#### Passage shown:
Comment and scope is better, but this is duplicating the body of
pci_pm_reset() using a different mechanism with different timeouts. It
would be better to extract the core of pci_pm_reset() to a
pci_do_pm_reset() function that's used both here and by the
pci_pm_reset() function. Thanks,

Alex

^ permalink raw reply	[flat|nested] 8+ messages in thread

* Re: [PATCH v9] PCI: Add device-specific reset for Qualcomm devices
  2026-06-12 14:26 [PATCH v9] PCI: Add device-specific reset for Qualcomm devices Jose Ignacio Tornos Martinez
  2026-06-12 15:12 ` Alex Williamson
@ 2026-06-12 15:17 ` Bjorn Helgaas
  2026-06-15  7:30   ` Jose Ignacio Tornos Martinez
  2026-06-17 14:47 ` Manivannan Sadhasivam
  2 siblings, 1 reply; 8+ messages in thread
From: Bjorn Helgaas @ 2026-06-12 15:17 UTC (permalink / raw)
  To: Jose Ignacio Tornos Martinez, Alex Williamson
  Cc: bhelgaas, jjohnson, mani, linux-pci, linux-wireless, ath11k,
	ath12k, mhi, linux-kernel

[+to: Alex, VFIO resets]

On Fri, Jun 12, 2026 at 04:26:38PM +0200, Jose Ignacio Tornos Martinez wrote:
> Some Qualcomm PCIe devices (WCN6855/WCN7850 WiFi cards, SDX62/SDX65 modems)
> lack working reset methods for VFIO passthrough scenarios. These devices
> have no FLR capability, advertise NoSoftRst+ (blocking PM reset), and have
> broken bus reset.

I guess "bus reset" here refers to Secondary Bus Reset being asserted
by the bridge upstream from these devices?  Seems a bit surprising if
that doesn't work.  Or is it just that we can't use SBR because there
are multiple devices below that bridge?

#### Written request 1:
Please reproduce the PCI reset discussion in full, with every line unchanged.
The PCI reset discussion has no connection to the records.

#### The records:
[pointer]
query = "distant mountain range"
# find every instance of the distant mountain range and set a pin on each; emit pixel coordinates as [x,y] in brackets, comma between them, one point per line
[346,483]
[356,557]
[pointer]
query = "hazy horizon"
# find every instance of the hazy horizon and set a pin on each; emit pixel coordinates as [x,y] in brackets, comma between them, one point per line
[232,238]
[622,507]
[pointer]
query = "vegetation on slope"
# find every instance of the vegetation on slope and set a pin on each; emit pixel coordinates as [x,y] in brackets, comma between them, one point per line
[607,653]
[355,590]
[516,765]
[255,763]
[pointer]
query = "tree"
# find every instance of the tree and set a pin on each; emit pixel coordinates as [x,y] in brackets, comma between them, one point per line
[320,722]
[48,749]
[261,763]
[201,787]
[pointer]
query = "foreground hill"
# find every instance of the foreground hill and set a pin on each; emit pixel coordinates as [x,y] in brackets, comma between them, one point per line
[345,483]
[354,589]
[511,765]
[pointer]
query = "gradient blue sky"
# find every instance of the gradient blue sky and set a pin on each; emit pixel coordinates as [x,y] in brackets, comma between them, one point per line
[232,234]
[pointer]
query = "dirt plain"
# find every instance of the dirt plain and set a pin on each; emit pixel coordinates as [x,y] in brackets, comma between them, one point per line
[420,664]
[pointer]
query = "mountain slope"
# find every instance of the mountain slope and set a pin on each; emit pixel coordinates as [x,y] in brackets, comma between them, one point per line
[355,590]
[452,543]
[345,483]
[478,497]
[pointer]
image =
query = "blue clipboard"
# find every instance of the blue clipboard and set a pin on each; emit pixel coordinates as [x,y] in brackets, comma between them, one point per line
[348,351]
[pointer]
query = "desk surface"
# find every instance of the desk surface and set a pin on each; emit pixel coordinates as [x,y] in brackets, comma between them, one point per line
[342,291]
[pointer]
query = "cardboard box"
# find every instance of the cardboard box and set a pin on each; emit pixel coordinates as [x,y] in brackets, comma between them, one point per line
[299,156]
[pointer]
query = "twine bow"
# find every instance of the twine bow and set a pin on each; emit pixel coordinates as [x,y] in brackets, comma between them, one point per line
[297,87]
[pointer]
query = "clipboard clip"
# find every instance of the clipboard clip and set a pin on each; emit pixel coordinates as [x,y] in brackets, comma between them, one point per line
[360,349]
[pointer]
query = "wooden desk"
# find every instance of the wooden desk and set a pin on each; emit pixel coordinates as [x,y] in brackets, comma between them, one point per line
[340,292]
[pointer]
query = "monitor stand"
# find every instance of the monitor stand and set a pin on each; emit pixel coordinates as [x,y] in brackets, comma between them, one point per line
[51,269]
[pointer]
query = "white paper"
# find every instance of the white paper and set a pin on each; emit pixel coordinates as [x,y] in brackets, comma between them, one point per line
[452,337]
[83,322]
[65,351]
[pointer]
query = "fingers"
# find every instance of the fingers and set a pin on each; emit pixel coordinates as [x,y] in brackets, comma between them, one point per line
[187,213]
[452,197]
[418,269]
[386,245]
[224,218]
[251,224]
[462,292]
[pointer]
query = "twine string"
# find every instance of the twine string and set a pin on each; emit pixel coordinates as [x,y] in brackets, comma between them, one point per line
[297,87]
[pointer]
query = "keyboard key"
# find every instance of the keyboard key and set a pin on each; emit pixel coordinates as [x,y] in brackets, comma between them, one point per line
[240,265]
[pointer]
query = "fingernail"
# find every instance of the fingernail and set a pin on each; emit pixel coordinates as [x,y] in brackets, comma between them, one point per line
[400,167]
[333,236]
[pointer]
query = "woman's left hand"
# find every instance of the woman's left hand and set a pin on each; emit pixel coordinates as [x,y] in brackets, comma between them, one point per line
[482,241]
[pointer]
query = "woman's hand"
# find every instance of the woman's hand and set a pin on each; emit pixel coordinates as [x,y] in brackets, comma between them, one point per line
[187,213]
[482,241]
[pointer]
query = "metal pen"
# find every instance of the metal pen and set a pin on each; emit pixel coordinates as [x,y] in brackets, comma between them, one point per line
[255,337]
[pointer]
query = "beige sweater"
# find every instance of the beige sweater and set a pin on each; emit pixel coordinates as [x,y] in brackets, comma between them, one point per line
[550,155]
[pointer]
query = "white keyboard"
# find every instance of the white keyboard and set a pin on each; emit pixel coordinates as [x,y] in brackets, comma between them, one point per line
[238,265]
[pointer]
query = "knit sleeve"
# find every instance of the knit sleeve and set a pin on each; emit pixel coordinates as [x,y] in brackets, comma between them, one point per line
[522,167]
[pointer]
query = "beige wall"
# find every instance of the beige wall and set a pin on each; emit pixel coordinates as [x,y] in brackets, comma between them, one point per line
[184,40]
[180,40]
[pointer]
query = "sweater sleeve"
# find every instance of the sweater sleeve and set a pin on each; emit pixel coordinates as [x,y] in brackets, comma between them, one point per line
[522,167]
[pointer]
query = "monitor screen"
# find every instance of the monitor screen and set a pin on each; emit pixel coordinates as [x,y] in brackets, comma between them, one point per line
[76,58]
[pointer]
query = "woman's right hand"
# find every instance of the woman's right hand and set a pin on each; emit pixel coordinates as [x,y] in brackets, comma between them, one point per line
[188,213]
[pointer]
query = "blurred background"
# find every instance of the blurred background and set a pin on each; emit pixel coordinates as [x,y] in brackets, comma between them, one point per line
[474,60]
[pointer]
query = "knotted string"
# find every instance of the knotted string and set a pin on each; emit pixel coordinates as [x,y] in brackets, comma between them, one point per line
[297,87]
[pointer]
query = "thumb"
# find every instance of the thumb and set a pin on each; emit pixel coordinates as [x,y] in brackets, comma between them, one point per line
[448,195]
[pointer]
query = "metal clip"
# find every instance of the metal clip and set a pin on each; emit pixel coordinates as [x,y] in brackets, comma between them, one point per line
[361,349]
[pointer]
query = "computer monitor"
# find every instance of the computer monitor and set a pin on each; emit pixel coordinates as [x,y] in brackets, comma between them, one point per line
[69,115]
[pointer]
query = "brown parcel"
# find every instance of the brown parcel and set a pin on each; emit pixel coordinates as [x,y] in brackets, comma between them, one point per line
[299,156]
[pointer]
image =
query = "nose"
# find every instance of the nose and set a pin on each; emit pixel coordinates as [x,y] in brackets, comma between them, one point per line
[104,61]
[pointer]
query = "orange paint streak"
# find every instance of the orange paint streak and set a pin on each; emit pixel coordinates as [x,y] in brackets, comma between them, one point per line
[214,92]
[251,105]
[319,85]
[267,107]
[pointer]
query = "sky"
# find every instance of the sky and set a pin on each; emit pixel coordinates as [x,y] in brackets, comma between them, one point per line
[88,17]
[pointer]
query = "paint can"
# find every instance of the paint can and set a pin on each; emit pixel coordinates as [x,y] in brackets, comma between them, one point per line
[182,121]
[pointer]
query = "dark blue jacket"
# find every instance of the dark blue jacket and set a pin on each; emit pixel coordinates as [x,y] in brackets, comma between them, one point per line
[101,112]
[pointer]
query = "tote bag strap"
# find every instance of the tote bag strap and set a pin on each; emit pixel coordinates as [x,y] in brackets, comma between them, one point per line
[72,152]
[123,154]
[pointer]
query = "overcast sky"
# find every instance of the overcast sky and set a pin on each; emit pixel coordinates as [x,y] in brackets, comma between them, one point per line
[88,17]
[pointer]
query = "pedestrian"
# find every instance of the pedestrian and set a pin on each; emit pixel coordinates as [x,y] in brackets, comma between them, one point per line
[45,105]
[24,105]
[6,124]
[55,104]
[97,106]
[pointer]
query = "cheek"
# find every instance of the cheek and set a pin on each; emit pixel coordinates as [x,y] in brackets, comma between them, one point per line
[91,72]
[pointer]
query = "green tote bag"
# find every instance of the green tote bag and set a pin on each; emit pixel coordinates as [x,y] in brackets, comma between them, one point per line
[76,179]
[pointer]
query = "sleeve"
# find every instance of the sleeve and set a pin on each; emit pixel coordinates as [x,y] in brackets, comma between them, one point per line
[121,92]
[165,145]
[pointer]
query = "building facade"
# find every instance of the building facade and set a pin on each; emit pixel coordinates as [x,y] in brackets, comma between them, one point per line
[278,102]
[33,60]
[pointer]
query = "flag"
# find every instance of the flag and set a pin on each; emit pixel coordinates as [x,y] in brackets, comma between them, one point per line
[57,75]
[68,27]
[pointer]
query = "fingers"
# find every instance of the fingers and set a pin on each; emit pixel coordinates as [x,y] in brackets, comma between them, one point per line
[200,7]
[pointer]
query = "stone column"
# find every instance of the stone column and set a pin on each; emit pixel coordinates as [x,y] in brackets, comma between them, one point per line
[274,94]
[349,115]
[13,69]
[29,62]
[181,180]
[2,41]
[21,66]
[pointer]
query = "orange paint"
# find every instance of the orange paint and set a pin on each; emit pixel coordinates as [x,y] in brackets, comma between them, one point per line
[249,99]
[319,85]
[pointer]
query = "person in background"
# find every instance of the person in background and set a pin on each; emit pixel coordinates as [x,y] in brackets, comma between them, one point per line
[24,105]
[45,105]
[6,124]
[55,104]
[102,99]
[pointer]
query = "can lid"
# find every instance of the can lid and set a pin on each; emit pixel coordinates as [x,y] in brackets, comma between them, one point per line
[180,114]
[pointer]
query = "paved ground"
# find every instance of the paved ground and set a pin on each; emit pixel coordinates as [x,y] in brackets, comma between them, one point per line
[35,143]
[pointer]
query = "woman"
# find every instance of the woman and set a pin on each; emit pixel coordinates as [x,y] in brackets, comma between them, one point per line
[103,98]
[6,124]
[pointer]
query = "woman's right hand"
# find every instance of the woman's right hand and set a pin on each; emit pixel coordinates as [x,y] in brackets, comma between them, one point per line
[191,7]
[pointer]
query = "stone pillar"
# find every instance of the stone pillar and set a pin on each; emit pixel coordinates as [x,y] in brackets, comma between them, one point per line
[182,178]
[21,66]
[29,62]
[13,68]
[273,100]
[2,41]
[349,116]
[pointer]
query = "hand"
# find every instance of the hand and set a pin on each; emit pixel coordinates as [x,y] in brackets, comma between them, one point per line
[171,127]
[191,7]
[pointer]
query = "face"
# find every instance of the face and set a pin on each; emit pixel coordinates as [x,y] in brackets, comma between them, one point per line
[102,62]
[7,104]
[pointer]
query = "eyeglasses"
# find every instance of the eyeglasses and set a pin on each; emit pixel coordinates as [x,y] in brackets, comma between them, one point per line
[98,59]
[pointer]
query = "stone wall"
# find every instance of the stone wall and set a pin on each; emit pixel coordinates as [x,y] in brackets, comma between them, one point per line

#### Written request 2:
Extract each line of the records that contains the string "flag", matching case exactly.

#### Task result 1:
Comment and scope is better, but this is duplicating the body of
pci_pm_reset() using a different mechanism with different timeouts. It
would be better to extract the core of pci_pm_reset() to a
pci_do_pm_reset() function that's used both here and by the
pci_pm_reset() function. Thanks,

Alex

^ permalink raw reply	[flat|nested] 8+ messages in thread

* Re: [PATCH v9] PCI: Add device-specific reset for Qualcomm devices
  2026-06-12 14:26 [PATCH v9] PCI: Add device-specific reset for Qualcomm devices Jose Ignacio Tornos Martinez
  2026-06-12 15:12 ` Alex Williamson
@ 2026-06-12 15:17 ` Bjorn Helgaas
  2026-06-15  7:30   ` Jose Ignacio Tornos Martinez
  2026-06-17 14:47 ` Manivannan Sadhasivam
  2 siblings, 1 reply; 8+ messages in thread
From: Bjorn Helgaas @ 2026-06-12 15:17 UTC (permalink / raw)
  To: Jose Ignacio Tornos Martinez, Alex Williamson
  Cc: bhelgaas, jjohnson, mani, linux-pci, linux-wireless, ath11k,
	ath12k, mhi, linux-kernel

[+to: Alex, VFIO resets]

On Fri, Jun 12, 2026 at 04:26:38PM +0200, Jose Ignacio Tornos Martinez wrote:
> Some Qualcomm PCIe devices (WCN6855/WCN7850 WiFi cards, SDX62/SDX65 modems)
> lack working reset methods for VFIO passthrough scenarios. These devices
> have no FLR capability, advertise NoSoftRst+ (blocking PM reset), and have
> broken bus reset.

I guess "bus reset" here refers to Secondary Bus Reset being asserted
by the bridge upstream from these devices?  Seems a bit surprising if
that doesn't work.  Or is it just that we can't use SBR because there
are multiple devices below that bridge?

#### Task result 2:
query = "flag"
# find every instance of the flag and set a pin on each; emit pixel coordinates as [x,y] in brackets, comma between them, one point per line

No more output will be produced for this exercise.